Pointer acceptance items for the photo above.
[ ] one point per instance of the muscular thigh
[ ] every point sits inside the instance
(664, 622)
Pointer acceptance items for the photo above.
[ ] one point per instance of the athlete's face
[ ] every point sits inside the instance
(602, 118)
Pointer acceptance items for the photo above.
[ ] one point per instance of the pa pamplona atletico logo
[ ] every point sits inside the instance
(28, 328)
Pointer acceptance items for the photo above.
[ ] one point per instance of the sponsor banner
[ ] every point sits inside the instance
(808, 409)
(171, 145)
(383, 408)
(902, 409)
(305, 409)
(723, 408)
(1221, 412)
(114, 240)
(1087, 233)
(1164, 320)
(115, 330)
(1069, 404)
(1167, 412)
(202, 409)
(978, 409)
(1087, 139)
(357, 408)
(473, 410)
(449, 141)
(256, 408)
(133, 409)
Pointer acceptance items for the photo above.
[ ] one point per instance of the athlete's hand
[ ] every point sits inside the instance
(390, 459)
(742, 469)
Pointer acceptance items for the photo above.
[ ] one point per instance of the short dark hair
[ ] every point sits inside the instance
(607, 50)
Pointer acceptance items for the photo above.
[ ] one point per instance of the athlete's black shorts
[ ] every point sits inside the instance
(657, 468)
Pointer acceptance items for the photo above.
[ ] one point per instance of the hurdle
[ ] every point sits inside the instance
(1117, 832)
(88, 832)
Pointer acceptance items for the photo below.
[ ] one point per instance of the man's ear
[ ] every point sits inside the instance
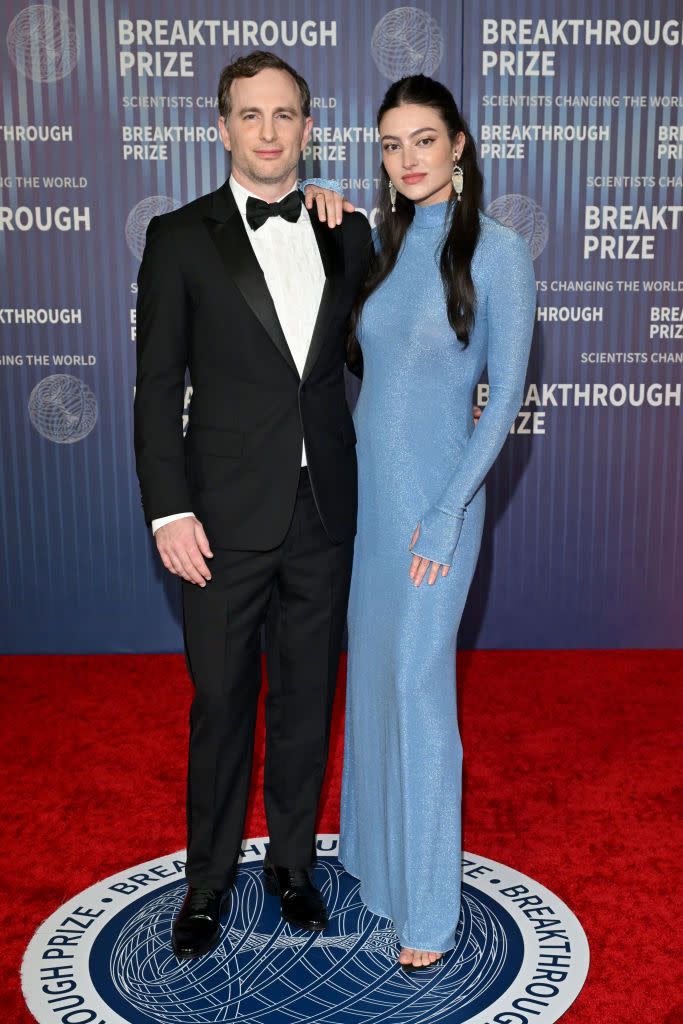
(307, 128)
(224, 133)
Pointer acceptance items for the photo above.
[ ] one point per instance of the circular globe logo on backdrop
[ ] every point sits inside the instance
(407, 41)
(107, 954)
(523, 215)
(139, 217)
(62, 409)
(43, 43)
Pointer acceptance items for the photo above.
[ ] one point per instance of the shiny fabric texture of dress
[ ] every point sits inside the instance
(421, 460)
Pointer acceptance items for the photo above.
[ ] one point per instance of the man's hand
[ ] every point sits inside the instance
(330, 205)
(182, 546)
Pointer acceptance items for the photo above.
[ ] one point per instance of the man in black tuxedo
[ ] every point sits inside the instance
(252, 295)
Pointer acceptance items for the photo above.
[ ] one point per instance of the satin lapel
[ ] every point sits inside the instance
(332, 253)
(229, 237)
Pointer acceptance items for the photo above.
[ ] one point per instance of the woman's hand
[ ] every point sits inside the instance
(419, 565)
(330, 205)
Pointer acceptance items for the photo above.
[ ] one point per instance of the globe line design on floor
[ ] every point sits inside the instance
(265, 972)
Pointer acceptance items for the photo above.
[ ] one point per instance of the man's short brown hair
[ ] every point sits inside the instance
(248, 67)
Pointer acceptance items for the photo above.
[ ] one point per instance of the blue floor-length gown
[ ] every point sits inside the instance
(421, 460)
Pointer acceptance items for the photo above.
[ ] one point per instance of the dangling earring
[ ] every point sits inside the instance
(458, 179)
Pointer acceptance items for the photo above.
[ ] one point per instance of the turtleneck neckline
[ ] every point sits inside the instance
(430, 216)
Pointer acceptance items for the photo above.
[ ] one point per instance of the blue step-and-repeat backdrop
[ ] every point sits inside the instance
(110, 117)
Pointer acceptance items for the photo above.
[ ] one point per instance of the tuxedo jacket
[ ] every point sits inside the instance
(204, 306)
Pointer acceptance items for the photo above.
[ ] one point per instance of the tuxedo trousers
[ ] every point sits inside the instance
(306, 581)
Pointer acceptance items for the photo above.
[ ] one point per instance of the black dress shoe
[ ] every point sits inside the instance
(197, 927)
(300, 902)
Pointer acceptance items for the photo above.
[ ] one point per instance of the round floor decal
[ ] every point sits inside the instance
(104, 956)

=====

**Task prompt**
Reproduce the material above in full, exactly, with no images.

**The answer**
Pointer acceptance items for the photo above.
[ ] one point per instance of the muscular thigh
[ ] every point sits inside the instance
(664, 622)
Pointer acceptance items for the photo above.
[ ] one point per instance of the athlete's face
[ ] every point sits inside the instance
(602, 118)
Pointer acceptance items for the photo above.
[ ] one point per instance of the pa pamplona atletico logo
[ ] every point sits inside the instance
(28, 328)
Pointer acceptance items for the photo above.
[ ] one point per instance of the sponsor banner
[ ] every point sits inside the instance
(808, 409)
(171, 145)
(383, 408)
(902, 409)
(305, 409)
(723, 408)
(1221, 412)
(114, 240)
(1087, 233)
(1164, 320)
(115, 330)
(1069, 404)
(1167, 412)
(202, 409)
(978, 409)
(1087, 139)
(357, 408)
(473, 410)
(449, 141)
(256, 408)
(133, 409)
Pointer acceptance items for the photo above.
[ ] one point per instance of the athlete's hand
[ ] every point sits inside the instance
(390, 459)
(742, 469)
Pointer acceptance items for the photo above.
[ ] one point per instance of the short dark hair
[ ] every point sits inside the instance
(607, 50)
Pointer acceptance items for the photo above.
[ ] one point per instance of the athlete's black shorts
[ ] every point sits inside the instance
(657, 468)
Pointer acceptance items for the photo above.
[ ] one point per instance of the hurdle
[ ] every point sits inside the instance
(1117, 832)
(88, 832)
Pointer acceptance items for the photo below.
[ ] one point per instance of the man's ear
[ ] every point sits inside the instance
(307, 128)
(224, 133)
Pointer acceptance items for the photo above.
[ ] one point per instance of the circular globe logo on backdrop
[ ] every point sits inside the instance
(407, 41)
(107, 954)
(523, 215)
(139, 217)
(62, 409)
(43, 43)
Pointer acceptance items for the photo above.
[ ] one point per instance of the shiny fabric texture of dress
[ ] every point sits inside the instance
(421, 460)
Pointer acceptance items for the photo above.
[ ] one point per instance of the man's hand
[ ] every point sits inside the instance
(330, 205)
(182, 546)
Pointer acceptance items for the photo above.
[ ] one point per instance of the man in black tuxedo
[ ] every point sits inside the instance
(252, 295)
Pointer acceptance items for the photo above.
[ ] one point per instance of the satin lapel
[ ] every point sits inside the instance
(332, 253)
(229, 237)
Pointer acceptance items for the photo above.
[ ] one point per instance of the woman's hand
[ ] every point sits inside the instance
(419, 565)
(330, 205)
Pointer acceptance items for the photo above.
[ ] one point per instance of the globe line design on floor
[ ] every point sits inside the instance
(265, 972)
Pointer acceptance items for the photo above.
[ ] one point per instance of the man's short brown hair
[ ] every point sits inside the instance
(248, 67)
Pointer acceptance items for the photo above.
[ ] one point per instance of the blue floor-length gown
[ ] every point sits inside the instance
(421, 460)
Pointer acceptance items for the photo above.
[ ] one point per instance of the dangling earring
[ ] every point sits inside the instance
(458, 179)
Pointer acceptance items for the photo above.
[ ] one point per instance of the turtleneck neckline
[ ] every point sits inside the instance
(430, 216)
Pointer acceptance items for the photo above.
[ ] one point per instance of the blue step-and-repeat backdrop
[ ] every point sits inside the instance
(110, 117)
Pointer acceptance items for the photo above.
[ ] one point per instance of the tuxedo jacket
[ ] every point sits inside the instance
(204, 306)
Pointer acceptance items for the photo above.
[ ] one point per instance of the tuxedo trousers
[ ] every point sits inside the instance
(306, 581)
Pointer acceptance items for the photo above.
[ ] one point per instance of the black dress shoe
[ ] every point sits inside the instance
(197, 927)
(300, 902)
Pointer acceptance items for the photo above.
[ ] one point per instance of the round floor decal
[ ] every point sits inside the instance
(104, 956)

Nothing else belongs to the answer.